BEGIN
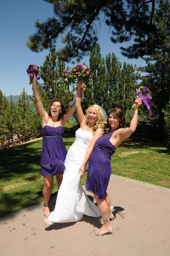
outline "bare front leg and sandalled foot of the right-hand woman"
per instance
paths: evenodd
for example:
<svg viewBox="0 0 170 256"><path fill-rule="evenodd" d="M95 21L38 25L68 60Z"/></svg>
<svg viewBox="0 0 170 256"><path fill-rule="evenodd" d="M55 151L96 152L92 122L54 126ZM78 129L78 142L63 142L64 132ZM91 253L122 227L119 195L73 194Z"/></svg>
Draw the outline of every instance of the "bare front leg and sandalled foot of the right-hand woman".
<svg viewBox="0 0 170 256"><path fill-rule="evenodd" d="M101 216L102 216L103 221L104 221L104 226L100 229L100 233L104 234L106 232L105 227L106 228L111 228L111 230L112 230L111 223L110 223L110 213L109 213L108 204L105 201L105 199L100 200L98 198L98 196L96 196L96 195L94 195L94 198L95 198L96 202L98 203L99 212L101 213ZM94 231L94 233L96 235L98 235L98 231Z"/></svg>

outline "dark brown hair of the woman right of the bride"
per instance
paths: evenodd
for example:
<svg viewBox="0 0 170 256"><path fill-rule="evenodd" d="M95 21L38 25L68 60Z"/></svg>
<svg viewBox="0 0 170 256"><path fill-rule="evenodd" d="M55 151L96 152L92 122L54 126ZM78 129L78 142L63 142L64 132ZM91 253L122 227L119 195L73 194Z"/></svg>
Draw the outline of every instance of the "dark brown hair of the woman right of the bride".
<svg viewBox="0 0 170 256"><path fill-rule="evenodd" d="M119 120L119 127L118 128L125 127L125 114L124 114L124 112L119 108L114 108L111 111L109 111L108 114L107 114L107 123L106 123L106 128L105 128L107 133L111 131L111 125L109 124L109 116L110 115L112 115L117 120Z"/></svg>

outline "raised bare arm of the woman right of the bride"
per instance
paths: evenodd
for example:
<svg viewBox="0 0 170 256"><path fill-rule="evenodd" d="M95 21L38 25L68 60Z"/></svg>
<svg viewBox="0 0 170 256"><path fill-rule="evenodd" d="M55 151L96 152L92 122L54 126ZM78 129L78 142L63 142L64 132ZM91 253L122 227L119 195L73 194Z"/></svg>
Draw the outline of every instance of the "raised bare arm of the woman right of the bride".
<svg viewBox="0 0 170 256"><path fill-rule="evenodd" d="M116 147L122 143L122 140L130 137L131 134L136 130L138 124L138 110L139 106L142 104L142 99L136 99L137 103L136 109L133 112L133 118L130 122L130 127L128 128L119 128L114 134L111 136L111 143Z"/></svg>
END
Restate the data word for word while omitting each picture.

• **WRITTEN SOLUTION**:
outline "bare front leg and sandalled foot of the right-hand woman"
per instance
paths: evenodd
for example:
<svg viewBox="0 0 170 256"><path fill-rule="evenodd" d="M95 21L38 25L68 60Z"/></svg>
<svg viewBox="0 0 170 256"><path fill-rule="evenodd" d="M55 151L96 152L92 122L54 126ZM78 129L78 142L63 142L64 132ZM91 253L122 227L119 195L73 194Z"/></svg>
Draw the outline of every instance of the "bare front leg and sandalled foot of the right-hand woman".
<svg viewBox="0 0 170 256"><path fill-rule="evenodd" d="M101 216L102 216L103 221L104 221L104 226L100 229L100 233L104 234L106 232L105 227L106 228L111 228L111 230L112 230L111 223L110 223L110 213L109 213L108 204L105 201L105 199L100 200L98 198L98 196L96 196L96 195L94 195L94 198L95 198L96 202L98 203L99 212L101 213ZM94 231L94 233L96 235L98 235L98 231Z"/></svg>

outline "dark brown hair of the woman right of the bride"
per instance
paths: evenodd
for example:
<svg viewBox="0 0 170 256"><path fill-rule="evenodd" d="M95 21L38 25L68 60Z"/></svg>
<svg viewBox="0 0 170 256"><path fill-rule="evenodd" d="M55 151L96 152L92 122L54 126ZM78 129L78 142L63 142L64 132ZM91 253L122 227L119 195L73 194Z"/></svg>
Draw the outline of every instance of the "dark brown hair of the woman right of the bride".
<svg viewBox="0 0 170 256"><path fill-rule="evenodd" d="M119 120L119 127L118 128L125 127L125 114L124 114L124 112L119 108L114 108L111 111L109 111L108 114L107 114L107 123L106 123L106 128L105 128L107 133L111 131L111 125L109 124L109 116L110 115L112 115L117 120Z"/></svg>

outline "raised bare arm of the woman right of the bride"
per instance
paths: evenodd
for example:
<svg viewBox="0 0 170 256"><path fill-rule="evenodd" d="M95 21L38 25L68 60Z"/></svg>
<svg viewBox="0 0 170 256"><path fill-rule="evenodd" d="M55 151L96 152L92 122L54 126ZM78 129L78 142L63 142L64 132ZM91 253L122 227L119 195L73 194Z"/></svg>
Draw the outline of every instance of the "raised bare arm of the woman right of the bride".
<svg viewBox="0 0 170 256"><path fill-rule="evenodd" d="M116 147L122 143L122 140L130 137L131 134L136 130L138 124L138 110L139 106L142 104L142 99L136 99L137 103L136 109L133 112L133 118L130 122L130 127L128 128L119 128L114 134L111 136L111 143Z"/></svg>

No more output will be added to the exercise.